_WHAT YOU WILL DO_
[a] In the album review, what does the title "The Lizard" refer to?
[b] Echo the part of the album review starting with "Defenseless" and going on through "a deceptive person.".

_SOURCE PASSAGE_
========================================================================
This review is available in book format (hardcover and paperback) in Music Street Journal: 2003 Year Book Volume 1 at lulu.com/strangesound.

Track by Track Review
Break
A dramatic balladic mode begins this, and a slow building based on those themes ensues. Then it explodes into a fast paced metallic segment for the chorus. The verse returns in the earlier style, taking it beyond where it had progressed before, only to be pushed away again by that chorus. If there were wonders as to whether the cut is prog or prog metal, a full-on prog, somewhat Genesisish bridge puts those to rest with style. This runs through and builds up to a crescendo, then the track drops back to the earlier balladic stylings. The metallic chorus eventually returns. It drops off abruptly to the sounds of the recording you get if you leave your phone off the hook. Lyrically, this one is about a break-up that serves as the catalyst for the whole drama of discovery that is this album.
King
This one comes in in a rather trademark Enchant hard prog style, a little DT, a little Rushish. It is fairly straightforward as prog goes, meaning that there are quirky riffs and changes but that the song doesn't stray too far from its opening style. It continues the lyrical story begun by "Break", the narrator calling himself the "king of tragedy". It features a brief instrumental break that is based on one awesome riff.
My Enemy
This one comes in more slow and thoughtful. The cut shifts gear for a time to a prog line that has a great percussive texture. After a time another break heralds in a short fusionish jam, then a new balladic and evocative segment hits. It gets more meaty in a metallic prog jam later. This piece keeps rebuilding and reinventing itself. An exceptionally tasty instrumental break ensues, then the cut shifts to an all new segment. This new movement at first has a texture that is much like a cross between Rush and Dream Theater, then the keyboards start a soaring process, taking it to all new heights. A new verse ensues and this one just keeps cooking. It is a definite standout piece.
Defenseless
A potent, almost soaring flourish begins this cut that touches on the horrors of addiction. It drops to a calmer segment, then begins a building on that theme. This song is testament to the band's ability to take a fairly straightforward song structure and adorn and embellish to create prog elements that increase its interest capacity.
The Lizard
This one could very easily have been done quite mainstream, but Enchant pulls lines from odd angles and in unusual rhythmic structures to shake away any mediocrity. The title refers to a deceptive person.
Surrounded
If there is such a thing as generic new prog, this cut would fit the bill. It is fairly flashy at times, but still concise. It shows strong musicality, but just doesn't rise as high as much of the CD. Still, the instrumental break is quite tasty.
In The Dark
This one starts metallic and slightly off-kilter - a bit like Rush. It drops to a more balladic style, but the chorus brings back that metallic edge. The instrumental segment later takes on fusion-oriented textures. Then the cut shifts gear to a more straightforward rocking section before it returns to the earlier more mainstream, but progish directions.
Mr. Gavel Hand
Starting off as a hard-edged rocker, this one shifts gear quickly to a more metallic prog section. It begins building on that format, It shifts later to an instrumental break that feels rather Dream Theaterish, then drops back to another more balladic movement. After building on that segment it gets more complex and intense, then turns into a killer jam that is the highlight of the number.
The Cross
Percussion begins this one, then a fairly straightforward jam takes it for a time. Next it falls into a more open and interesting rhythmic movement. It starts building from there, moving into more dramatic sections. This one is probably the most dynamic one on the CD, not staying anywhere too long as it continues to redefine itself. The lyrics are also among the strongest on show, and this is the most potent cut on the disc, making it a perfect choice for the album closer, as it ends the concept.
Extra Unlisted Cut
This is a fairly light number that just doesn't do that much. Truly, they should have left this one off to make the album stronger. It is not a bad fairly mellow prog jam, but it just takes away from the dramatic energy and consistency of the album as a whole.
========================================================================
_INFORMATION SHOWN_

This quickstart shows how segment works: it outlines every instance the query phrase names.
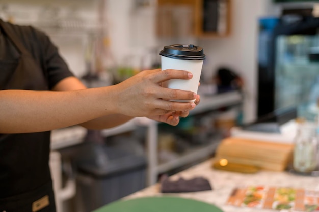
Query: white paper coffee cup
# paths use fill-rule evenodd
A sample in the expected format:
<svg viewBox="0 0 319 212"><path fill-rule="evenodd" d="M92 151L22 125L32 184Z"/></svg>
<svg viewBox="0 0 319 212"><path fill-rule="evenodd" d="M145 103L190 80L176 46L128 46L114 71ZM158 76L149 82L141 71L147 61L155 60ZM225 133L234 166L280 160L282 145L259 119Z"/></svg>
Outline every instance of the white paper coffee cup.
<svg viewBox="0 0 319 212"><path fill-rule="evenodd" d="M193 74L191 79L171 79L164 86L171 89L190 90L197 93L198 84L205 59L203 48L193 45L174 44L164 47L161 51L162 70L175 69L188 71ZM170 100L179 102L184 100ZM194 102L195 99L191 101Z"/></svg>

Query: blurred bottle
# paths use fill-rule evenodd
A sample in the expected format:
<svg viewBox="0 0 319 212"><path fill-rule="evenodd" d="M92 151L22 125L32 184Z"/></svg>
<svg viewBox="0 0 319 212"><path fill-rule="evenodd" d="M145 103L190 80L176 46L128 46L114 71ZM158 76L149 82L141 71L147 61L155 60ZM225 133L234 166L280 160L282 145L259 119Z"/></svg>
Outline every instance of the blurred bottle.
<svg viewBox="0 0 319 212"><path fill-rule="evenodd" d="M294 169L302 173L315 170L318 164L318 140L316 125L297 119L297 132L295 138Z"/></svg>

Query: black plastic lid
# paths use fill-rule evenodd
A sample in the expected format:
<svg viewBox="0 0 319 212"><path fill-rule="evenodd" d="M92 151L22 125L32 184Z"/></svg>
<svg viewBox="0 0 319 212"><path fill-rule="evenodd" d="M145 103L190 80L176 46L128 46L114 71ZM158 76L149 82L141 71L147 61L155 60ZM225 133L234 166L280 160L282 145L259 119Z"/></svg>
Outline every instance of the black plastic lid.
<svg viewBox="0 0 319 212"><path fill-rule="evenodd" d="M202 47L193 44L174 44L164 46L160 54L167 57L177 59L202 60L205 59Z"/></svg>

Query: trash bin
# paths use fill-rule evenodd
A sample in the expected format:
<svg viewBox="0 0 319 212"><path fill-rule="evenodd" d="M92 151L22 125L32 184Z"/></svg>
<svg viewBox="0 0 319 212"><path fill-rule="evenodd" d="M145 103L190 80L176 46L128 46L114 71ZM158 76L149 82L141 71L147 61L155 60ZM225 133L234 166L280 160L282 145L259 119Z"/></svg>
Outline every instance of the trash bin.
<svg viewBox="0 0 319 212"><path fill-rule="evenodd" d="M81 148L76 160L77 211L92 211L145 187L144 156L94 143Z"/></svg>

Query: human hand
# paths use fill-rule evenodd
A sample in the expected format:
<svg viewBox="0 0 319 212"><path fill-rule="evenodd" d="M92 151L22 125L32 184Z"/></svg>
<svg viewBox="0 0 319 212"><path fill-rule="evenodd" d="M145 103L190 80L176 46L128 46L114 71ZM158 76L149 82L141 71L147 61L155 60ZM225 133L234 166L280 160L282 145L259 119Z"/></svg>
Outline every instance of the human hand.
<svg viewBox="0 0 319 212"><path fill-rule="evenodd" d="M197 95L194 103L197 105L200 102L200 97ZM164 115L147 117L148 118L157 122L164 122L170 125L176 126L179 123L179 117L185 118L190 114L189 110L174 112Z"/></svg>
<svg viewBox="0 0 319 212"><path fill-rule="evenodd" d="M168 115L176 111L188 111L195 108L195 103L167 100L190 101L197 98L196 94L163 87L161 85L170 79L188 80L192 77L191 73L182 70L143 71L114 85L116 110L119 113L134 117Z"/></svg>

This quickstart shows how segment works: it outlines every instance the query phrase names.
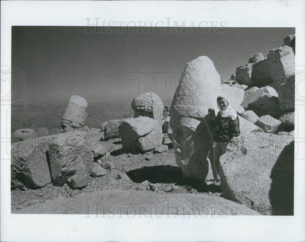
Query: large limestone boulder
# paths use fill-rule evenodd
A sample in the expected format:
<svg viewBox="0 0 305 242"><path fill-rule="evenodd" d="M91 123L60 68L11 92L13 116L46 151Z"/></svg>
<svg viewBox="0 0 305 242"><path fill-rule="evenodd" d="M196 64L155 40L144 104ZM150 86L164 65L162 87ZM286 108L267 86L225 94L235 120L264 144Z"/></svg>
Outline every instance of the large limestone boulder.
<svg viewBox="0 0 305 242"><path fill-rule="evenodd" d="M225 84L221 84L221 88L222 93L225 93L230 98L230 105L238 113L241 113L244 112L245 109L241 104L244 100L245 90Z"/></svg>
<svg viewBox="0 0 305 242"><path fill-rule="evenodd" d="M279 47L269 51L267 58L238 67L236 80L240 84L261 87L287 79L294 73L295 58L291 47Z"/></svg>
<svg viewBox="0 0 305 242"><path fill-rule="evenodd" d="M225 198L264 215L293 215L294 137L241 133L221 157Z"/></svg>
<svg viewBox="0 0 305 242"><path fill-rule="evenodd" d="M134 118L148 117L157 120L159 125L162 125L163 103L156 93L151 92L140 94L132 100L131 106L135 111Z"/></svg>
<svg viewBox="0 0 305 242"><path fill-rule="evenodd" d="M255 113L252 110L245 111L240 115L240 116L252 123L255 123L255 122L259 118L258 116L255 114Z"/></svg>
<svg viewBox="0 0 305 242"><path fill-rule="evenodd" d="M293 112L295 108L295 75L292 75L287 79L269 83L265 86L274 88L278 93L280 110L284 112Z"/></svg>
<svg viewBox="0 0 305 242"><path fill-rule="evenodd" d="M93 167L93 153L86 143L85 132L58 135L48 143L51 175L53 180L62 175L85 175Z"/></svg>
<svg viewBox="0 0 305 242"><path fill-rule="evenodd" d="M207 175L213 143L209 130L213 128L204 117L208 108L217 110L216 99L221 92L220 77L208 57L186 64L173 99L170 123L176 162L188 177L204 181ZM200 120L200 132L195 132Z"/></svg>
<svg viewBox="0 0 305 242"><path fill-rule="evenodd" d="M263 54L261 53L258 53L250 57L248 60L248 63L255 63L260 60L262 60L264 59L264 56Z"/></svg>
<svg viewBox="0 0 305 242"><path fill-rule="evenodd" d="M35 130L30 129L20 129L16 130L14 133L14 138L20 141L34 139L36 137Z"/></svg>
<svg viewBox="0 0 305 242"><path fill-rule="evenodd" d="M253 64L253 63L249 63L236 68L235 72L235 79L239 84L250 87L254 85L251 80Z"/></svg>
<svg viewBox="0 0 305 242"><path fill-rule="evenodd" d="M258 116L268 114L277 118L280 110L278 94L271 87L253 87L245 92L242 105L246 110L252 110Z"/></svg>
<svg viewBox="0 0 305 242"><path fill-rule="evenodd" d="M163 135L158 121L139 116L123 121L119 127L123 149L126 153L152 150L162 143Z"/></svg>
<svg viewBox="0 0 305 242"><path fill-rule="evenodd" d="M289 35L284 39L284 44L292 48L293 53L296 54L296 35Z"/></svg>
========================================================================
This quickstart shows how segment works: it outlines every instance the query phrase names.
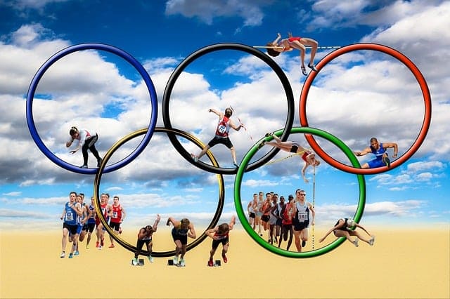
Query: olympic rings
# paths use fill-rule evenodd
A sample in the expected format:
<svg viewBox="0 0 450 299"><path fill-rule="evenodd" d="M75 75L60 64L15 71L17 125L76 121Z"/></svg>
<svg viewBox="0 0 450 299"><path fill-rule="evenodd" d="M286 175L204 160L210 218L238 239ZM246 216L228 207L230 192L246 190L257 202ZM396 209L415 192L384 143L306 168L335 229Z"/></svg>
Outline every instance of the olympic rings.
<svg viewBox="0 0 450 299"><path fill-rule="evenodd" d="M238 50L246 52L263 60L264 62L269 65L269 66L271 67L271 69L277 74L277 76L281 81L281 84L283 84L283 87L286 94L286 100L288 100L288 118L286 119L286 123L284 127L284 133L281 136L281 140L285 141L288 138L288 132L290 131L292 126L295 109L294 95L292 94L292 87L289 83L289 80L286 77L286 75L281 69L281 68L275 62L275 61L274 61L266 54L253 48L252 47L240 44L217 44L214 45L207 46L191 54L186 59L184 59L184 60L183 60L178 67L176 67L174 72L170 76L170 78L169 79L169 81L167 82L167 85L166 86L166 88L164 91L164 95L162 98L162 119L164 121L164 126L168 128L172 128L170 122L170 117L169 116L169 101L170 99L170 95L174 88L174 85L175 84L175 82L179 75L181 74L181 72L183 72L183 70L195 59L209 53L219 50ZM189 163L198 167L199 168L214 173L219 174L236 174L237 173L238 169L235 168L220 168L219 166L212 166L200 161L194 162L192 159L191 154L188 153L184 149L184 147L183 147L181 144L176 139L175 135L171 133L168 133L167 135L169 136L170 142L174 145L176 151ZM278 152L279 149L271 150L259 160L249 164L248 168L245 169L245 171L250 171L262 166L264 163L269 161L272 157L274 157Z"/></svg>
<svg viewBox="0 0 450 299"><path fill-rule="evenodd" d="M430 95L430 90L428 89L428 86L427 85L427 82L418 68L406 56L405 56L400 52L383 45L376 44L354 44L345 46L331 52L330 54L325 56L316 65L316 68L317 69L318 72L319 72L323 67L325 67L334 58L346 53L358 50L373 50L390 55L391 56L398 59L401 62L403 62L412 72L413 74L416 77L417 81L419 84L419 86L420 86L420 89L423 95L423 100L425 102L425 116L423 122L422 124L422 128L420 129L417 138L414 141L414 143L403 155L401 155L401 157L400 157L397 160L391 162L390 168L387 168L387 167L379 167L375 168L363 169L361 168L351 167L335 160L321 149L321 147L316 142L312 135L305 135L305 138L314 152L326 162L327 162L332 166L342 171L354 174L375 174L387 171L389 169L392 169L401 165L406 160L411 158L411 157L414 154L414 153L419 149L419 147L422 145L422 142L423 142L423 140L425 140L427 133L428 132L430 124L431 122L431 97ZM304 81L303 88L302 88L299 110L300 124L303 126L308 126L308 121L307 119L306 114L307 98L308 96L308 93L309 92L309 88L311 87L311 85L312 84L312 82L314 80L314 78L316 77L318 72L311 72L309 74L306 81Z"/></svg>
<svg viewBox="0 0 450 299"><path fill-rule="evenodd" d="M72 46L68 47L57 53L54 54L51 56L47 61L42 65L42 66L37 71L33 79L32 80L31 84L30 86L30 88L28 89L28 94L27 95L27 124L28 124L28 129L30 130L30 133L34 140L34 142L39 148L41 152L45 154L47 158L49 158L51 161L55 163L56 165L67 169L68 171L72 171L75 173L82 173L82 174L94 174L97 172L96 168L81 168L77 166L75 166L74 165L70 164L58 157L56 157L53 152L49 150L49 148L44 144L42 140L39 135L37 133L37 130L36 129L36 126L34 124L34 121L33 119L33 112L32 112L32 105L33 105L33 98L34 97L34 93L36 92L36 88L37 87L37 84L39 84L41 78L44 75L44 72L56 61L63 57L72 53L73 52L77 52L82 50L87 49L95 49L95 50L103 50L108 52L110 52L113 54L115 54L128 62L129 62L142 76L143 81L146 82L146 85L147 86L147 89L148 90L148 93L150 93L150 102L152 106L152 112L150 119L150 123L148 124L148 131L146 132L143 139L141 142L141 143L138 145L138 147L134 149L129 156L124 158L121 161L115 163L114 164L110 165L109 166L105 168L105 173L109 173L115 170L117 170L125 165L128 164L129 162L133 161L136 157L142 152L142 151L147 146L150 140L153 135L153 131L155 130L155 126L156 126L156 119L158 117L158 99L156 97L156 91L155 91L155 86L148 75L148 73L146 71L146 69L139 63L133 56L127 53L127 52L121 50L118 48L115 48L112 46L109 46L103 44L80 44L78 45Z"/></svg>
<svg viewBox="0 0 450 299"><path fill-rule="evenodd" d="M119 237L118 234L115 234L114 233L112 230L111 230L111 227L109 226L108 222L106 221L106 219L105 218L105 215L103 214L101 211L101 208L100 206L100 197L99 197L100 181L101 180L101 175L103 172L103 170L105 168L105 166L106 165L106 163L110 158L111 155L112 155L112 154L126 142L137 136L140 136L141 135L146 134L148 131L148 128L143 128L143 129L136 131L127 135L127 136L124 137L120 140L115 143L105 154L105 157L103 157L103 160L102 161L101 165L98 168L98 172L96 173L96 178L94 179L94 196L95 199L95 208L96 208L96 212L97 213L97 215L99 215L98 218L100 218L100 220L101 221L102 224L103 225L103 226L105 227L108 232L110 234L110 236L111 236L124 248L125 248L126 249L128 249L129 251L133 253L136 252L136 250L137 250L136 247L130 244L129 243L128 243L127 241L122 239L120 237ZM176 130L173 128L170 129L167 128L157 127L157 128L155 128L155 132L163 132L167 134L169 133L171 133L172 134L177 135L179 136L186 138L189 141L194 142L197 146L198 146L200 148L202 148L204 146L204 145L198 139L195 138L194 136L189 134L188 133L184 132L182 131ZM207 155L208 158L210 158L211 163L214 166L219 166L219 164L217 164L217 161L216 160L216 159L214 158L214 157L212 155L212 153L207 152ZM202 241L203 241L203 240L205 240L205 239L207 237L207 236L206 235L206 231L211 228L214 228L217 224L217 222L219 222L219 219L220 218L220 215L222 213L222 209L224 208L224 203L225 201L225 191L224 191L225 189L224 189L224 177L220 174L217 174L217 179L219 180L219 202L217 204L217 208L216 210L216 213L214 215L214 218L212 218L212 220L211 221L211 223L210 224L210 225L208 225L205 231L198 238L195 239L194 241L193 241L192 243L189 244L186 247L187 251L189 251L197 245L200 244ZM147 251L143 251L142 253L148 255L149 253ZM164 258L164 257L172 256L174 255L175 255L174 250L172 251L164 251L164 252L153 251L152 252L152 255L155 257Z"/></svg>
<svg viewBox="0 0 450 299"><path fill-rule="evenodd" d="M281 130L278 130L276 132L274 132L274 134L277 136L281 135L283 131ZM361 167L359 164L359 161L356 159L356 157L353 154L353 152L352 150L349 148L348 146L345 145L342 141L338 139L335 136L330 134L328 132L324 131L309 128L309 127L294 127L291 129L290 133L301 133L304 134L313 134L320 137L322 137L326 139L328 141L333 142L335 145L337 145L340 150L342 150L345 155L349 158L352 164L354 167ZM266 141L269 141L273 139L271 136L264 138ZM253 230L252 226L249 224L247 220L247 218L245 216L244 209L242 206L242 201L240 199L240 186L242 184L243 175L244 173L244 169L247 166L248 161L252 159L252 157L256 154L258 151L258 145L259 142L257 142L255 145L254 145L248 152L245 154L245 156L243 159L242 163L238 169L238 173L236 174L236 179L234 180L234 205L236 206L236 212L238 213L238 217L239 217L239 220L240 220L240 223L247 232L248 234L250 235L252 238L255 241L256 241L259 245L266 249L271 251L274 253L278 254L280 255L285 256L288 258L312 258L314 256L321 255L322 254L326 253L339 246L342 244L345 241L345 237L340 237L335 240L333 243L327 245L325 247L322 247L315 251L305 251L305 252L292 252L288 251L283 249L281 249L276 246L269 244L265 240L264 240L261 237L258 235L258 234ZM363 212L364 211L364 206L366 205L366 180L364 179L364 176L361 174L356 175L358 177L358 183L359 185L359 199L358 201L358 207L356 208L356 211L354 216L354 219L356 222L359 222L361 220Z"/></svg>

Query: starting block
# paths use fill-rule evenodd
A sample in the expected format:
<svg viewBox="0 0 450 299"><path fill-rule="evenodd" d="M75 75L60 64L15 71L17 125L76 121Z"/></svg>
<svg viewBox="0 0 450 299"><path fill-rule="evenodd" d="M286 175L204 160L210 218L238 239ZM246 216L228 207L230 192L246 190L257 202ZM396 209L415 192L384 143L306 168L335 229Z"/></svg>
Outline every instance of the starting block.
========================================================================
_RESPONSES BY ITEM NUMBER_
[a] A deceptive person.

[b]
Defenseless
A potent, almost soaring flourish begins this cut that touches on the horrors of addiction. It drops to a calmer segment, then begins a building on that theme. This song is testament to the band's ability to take a fairly straightforward song structure and adorn and embellish to create prog elements that increase its interest capacity.
The Lizard
This one could very easily have been done quite mainstream, but Enchant pulls lines from odd angles and in unusual rhythmic structures to shake away any mediocrity. The title refers to a deceptive person.